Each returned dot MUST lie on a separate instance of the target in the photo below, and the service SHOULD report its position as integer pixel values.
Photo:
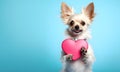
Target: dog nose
(77, 27)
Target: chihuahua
(78, 29)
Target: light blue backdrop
(31, 33)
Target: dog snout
(77, 27)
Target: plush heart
(73, 47)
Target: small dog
(78, 29)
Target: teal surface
(31, 33)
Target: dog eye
(82, 23)
(71, 23)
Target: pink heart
(73, 47)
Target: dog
(78, 28)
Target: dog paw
(83, 51)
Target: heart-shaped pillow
(73, 47)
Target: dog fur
(78, 29)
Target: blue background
(31, 33)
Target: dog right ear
(66, 12)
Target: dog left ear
(89, 11)
(66, 12)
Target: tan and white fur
(78, 29)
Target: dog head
(77, 23)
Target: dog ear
(89, 11)
(66, 12)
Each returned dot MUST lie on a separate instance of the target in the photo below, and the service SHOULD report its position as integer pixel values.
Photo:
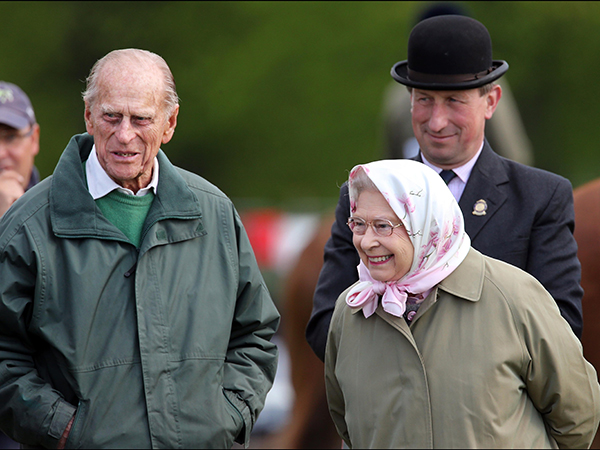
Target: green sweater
(126, 212)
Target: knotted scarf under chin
(365, 294)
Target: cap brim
(8, 117)
(400, 69)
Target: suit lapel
(482, 196)
(482, 192)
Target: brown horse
(587, 234)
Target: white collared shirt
(458, 183)
(100, 184)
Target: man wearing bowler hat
(515, 213)
(19, 143)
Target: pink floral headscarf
(435, 226)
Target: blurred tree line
(280, 99)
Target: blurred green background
(280, 99)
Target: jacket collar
(73, 212)
(467, 279)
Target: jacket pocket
(74, 438)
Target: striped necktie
(447, 175)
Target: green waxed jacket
(165, 347)
(487, 362)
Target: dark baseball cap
(15, 108)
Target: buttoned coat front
(488, 362)
(162, 346)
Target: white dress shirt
(458, 183)
(100, 184)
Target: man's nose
(439, 118)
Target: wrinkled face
(449, 125)
(18, 149)
(387, 258)
(128, 122)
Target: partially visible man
(521, 215)
(19, 144)
(132, 310)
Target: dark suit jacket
(529, 223)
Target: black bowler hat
(449, 52)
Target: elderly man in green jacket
(132, 310)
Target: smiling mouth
(379, 259)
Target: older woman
(439, 346)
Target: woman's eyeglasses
(381, 227)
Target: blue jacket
(167, 346)
(528, 223)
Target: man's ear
(171, 124)
(492, 100)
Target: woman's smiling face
(387, 258)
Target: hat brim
(13, 120)
(400, 69)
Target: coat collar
(467, 279)
(73, 212)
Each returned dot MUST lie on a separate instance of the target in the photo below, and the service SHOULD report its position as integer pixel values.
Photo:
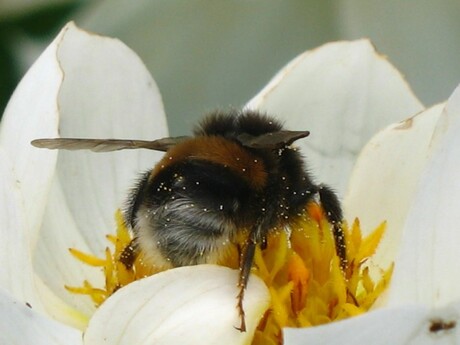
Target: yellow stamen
(300, 268)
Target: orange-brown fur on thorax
(220, 151)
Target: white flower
(90, 86)
(410, 168)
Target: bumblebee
(238, 172)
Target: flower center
(299, 266)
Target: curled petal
(106, 93)
(385, 178)
(342, 93)
(193, 305)
(427, 270)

* [Task to carry out]
Copy all of the items above word for word, leaving out the pictures.

* [Exercise output]
Each returned dot MUST lie on a separate instance of the target in the photo below, and the service SHOULD report its position as integer pixel values.
Photo:
Target: dog nose
(77, 27)
Target: chihuahua
(78, 29)
Target: light blue backdrop
(31, 33)
Target: dog snout
(77, 27)
Target: plush heart
(73, 47)
Target: small dog
(78, 29)
Target: teal surface
(31, 33)
Target: dog eye
(82, 23)
(71, 23)
Target: pink heart
(73, 47)
Target: dog
(78, 28)
Target: dog paw
(83, 51)
Target: heart-shaped pillow
(73, 47)
Target: dog fur
(78, 29)
Target: blue background
(31, 33)
Target: dog right ear
(66, 12)
Target: dog left ear
(89, 11)
(66, 12)
Target: tan and white fur
(78, 29)
Target: dog head
(77, 23)
Target: dog ear
(89, 11)
(66, 12)
Each returned dot MUST lie on a separate instance of the target in the photo below, and the service SHOULD report its position as integer pixel values.
Photo:
Target: green sweater
(126, 212)
Target: knotted scarf under chin
(365, 294)
Target: cap brim
(8, 117)
(400, 69)
Target: suit lapel
(482, 196)
(482, 192)
Target: brown horse
(587, 234)
Target: white collared shirt
(458, 183)
(100, 184)
Target: man wearing bowler hat
(515, 213)
(19, 143)
Target: pink floral headscarf
(435, 226)
Target: blurred tree line
(280, 99)
Target: blurred green background
(280, 99)
Target: jacket collar
(73, 212)
(467, 279)
Target: jacket pocket
(74, 438)
Target: striped necktie
(447, 175)
Target: green waxed jacket
(165, 347)
(487, 362)
Target: dark baseball cap
(15, 108)
Target: buttoned coat front
(488, 362)
(162, 346)
Target: white dress shirt
(458, 183)
(100, 184)
Target: man's nose
(439, 118)
Target: wrinkled face
(449, 125)
(18, 149)
(387, 258)
(128, 122)
Target: partially visible man
(521, 215)
(19, 144)
(132, 310)
Target: dark suit jacket
(529, 223)
Target: black bowler hat
(449, 52)
Target: elderly man in green jacket
(132, 310)
Target: smiling mouth
(379, 259)
Target: older woman
(439, 346)
Target: woman's eyeglasses
(381, 227)
Target: blue jacket
(167, 346)
(528, 223)
Target: man's ear
(171, 124)
(492, 100)
Target: woman's smiling face
(387, 258)
Target: hat brim
(13, 120)
(400, 69)
Target: coat collar
(467, 279)
(73, 212)
Each returned dot MUST lie on a separate instance of the target in the photo below, and the service SHOULD report its position as integer pixel values.
Photo:
Target: yellow stamen
(300, 268)
Target: orange-brown fur on thorax
(220, 151)
Target: white flower
(90, 86)
(410, 168)
Target: bumblebee
(238, 172)
Target: flower center
(299, 266)
Target: curled petal
(106, 93)
(385, 178)
(342, 93)
(193, 305)
(427, 270)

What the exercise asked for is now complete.